PAGE TEXT:
=-=-=-=-=

FridgeSeal · on March 16, 2023

> There are many private, proprietary systems that exceed those scales

Yeah, and then you have to run (and pay for), some private, proprietary system. K8s might be a bit worse for this, but it’s at least “commodity tooling” and lots of common tooling supports it out of the box.

dharmab · on March 16, 2023

Usually the private proprietary systems are used because the application is at least one order of magnitude larger in scale than k8s can support.

Thaxll · on March 17, 2023

HPC does a fraction of what k8s does though? Can you run 100k never ending jobs listening to networking?

From what I know HPC is basically run that short lived compute model on a very large cluster that's it.

smueller1234 · on March 16, 2023

They also sometimes predate k8s and migration is expensive.

eep_social · on March 16, 2023

> Borg at Google

Which is what Kubernetes is based on.

jmillikin · on March 16, 2023

Kubernetes is based on Omega, which was an attempt to replace Borg using a more distributed architecture. Borg uses a single master with elections, with the replicas serving as hot spares.

Source: I was on Borg-SRE at Google for ~six years, then worked with Kubernetes at Stripe for ~five.

=-=-=-=-=

EXTRACTED ENTRIES:

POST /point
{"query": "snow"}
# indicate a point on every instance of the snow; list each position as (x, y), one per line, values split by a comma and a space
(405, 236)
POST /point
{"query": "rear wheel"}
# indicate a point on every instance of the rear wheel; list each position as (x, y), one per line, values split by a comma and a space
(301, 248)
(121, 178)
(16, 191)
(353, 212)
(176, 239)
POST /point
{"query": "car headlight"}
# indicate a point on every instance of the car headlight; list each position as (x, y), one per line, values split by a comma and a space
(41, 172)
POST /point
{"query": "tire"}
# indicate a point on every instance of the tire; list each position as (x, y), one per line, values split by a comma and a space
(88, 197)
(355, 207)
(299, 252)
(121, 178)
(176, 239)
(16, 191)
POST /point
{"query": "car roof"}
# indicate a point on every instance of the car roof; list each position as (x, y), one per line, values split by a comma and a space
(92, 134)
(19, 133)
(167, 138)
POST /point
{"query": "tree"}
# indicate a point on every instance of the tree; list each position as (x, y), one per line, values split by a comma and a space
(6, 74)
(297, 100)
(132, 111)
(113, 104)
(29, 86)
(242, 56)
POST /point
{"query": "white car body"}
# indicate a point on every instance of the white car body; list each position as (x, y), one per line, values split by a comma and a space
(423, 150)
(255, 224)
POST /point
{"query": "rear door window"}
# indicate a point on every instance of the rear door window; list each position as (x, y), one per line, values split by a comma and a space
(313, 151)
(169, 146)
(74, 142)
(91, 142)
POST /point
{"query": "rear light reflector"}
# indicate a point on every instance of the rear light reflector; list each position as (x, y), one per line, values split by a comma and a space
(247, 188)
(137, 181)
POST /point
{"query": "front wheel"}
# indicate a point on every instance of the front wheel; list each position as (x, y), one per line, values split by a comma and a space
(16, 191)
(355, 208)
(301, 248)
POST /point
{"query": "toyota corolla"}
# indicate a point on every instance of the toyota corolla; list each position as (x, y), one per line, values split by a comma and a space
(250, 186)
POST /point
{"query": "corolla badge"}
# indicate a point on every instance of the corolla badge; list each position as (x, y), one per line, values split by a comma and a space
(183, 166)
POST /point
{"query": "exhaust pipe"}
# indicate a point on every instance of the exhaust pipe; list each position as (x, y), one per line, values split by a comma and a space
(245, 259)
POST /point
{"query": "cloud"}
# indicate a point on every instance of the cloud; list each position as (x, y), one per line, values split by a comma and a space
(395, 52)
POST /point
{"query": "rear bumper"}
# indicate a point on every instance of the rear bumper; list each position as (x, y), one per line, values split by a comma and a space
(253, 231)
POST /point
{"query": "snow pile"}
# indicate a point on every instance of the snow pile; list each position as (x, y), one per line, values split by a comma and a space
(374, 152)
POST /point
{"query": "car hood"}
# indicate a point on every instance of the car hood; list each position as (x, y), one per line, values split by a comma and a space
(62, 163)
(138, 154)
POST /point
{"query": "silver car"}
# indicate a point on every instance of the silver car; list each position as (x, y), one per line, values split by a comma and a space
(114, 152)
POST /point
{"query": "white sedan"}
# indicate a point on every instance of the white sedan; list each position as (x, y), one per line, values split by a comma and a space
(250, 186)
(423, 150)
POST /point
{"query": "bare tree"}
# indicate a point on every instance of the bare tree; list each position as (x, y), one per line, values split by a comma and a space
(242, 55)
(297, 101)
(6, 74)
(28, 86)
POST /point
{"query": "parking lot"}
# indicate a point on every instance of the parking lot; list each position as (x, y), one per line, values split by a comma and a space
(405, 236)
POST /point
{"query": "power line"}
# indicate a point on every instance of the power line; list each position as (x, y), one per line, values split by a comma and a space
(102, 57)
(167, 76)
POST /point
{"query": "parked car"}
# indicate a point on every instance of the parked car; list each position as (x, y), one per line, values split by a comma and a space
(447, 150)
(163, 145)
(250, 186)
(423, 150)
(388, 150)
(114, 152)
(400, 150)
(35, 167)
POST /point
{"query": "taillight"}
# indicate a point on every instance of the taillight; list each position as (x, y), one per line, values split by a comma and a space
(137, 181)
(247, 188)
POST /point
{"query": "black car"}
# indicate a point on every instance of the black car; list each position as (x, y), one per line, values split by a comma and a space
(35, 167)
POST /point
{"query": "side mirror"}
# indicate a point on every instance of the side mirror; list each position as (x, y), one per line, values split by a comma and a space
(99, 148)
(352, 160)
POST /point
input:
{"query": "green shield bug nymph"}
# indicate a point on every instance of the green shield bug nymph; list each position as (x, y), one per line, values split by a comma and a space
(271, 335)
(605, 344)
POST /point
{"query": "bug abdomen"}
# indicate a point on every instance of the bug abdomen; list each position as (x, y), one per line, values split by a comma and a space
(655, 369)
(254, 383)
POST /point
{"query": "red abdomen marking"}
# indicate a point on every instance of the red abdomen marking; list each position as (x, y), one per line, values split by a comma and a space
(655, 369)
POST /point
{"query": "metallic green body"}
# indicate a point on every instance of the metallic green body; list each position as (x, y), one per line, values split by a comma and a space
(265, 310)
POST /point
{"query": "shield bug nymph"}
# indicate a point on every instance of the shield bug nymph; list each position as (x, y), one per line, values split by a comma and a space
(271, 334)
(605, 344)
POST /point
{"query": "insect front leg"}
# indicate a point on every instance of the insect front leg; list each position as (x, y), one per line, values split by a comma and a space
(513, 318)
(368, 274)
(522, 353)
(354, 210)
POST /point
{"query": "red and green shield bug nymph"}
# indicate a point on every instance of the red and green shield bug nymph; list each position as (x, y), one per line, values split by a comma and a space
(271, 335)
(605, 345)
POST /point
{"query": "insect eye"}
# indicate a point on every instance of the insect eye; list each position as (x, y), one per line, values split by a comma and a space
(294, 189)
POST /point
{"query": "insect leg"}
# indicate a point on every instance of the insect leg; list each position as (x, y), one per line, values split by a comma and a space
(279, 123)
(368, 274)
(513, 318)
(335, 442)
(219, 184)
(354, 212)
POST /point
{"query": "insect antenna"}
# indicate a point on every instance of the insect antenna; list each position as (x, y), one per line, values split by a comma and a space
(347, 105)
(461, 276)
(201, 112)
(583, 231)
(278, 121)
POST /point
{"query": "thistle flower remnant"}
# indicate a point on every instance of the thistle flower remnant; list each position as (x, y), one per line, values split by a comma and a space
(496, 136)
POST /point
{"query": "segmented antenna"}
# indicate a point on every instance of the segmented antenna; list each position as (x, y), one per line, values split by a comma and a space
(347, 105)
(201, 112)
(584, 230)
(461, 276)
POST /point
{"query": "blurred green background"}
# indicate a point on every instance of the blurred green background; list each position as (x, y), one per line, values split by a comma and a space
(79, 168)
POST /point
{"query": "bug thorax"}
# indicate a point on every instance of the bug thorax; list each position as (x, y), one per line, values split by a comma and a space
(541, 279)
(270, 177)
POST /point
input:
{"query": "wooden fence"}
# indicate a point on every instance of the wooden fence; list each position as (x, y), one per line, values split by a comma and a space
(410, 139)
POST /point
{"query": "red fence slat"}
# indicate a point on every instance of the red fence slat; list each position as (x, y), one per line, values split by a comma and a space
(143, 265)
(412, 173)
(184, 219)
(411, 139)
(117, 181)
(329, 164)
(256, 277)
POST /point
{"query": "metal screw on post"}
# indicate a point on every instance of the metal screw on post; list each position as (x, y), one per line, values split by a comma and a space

=-=-=-=-=

WORK ITEM:
Answer these from the Kubernetes thread:
1. According to dharmab, why are private proprietary systems usually used?
2. What does jmillikin say Kubernetes is based on?
3. For about how long did jmillikin work with Kubernetes at Stripe?

WRITTEN SOLUTION:
1. The application is at least one order of magnitude larger in scale than k8s can support.
2. Omega, an attempt to replace Borg using a more distributed architecture.
3. About five years.